What needs to be done: According to the article on the launch of The Hub, which network is The Hub replacing?

Text provided:
"""
Do kids need more television to watch? Executives at Discovery and Hasbro are banking that there are still underserved little ones despite the panoply of kid-targeted video content.
“There actually isn’t too much for them,” counters Margaret Loesch, president and CEO of new kids network The Hub. “That’s an adult perception; why do you need another kids channel? But there are 40 or 50 channels appealing to adults 18-49. Why should there only be a half-dozen or fewer targeted at kids?”
The Hub, a 50-50 joint venture between Discovery and toy giant Hasbro, launches Oct. 10 into a crowded kids space that includes ratings and revenue leader Nickelodeon, Cartoon Network, and Disney Channel and Disney XD.
And next year, another new player enters the fray when Disney Junior replaces the moribund SOAPnet. Although The Hub will inherit more than 60 million subscribers from the network it is replacing, Discovery Kids, it will nevertheless have a considerably smaller reach than Nickelodeon’s 86 million households or Cartoon Network’s 91 million.
The new network has signed more than 50 advertisers including toy and game manufacturers, movie studios, and household-goods and pharmaceutical companies. But The Hub will nevertheless start off with a tiny slice of the estimated $1.6 billion kid-targeted ad pie.
"""
Extracted records:
"""
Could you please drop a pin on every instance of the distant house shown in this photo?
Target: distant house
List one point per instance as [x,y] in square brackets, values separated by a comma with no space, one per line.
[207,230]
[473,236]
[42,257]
"""
Completed task: Discovery Kids.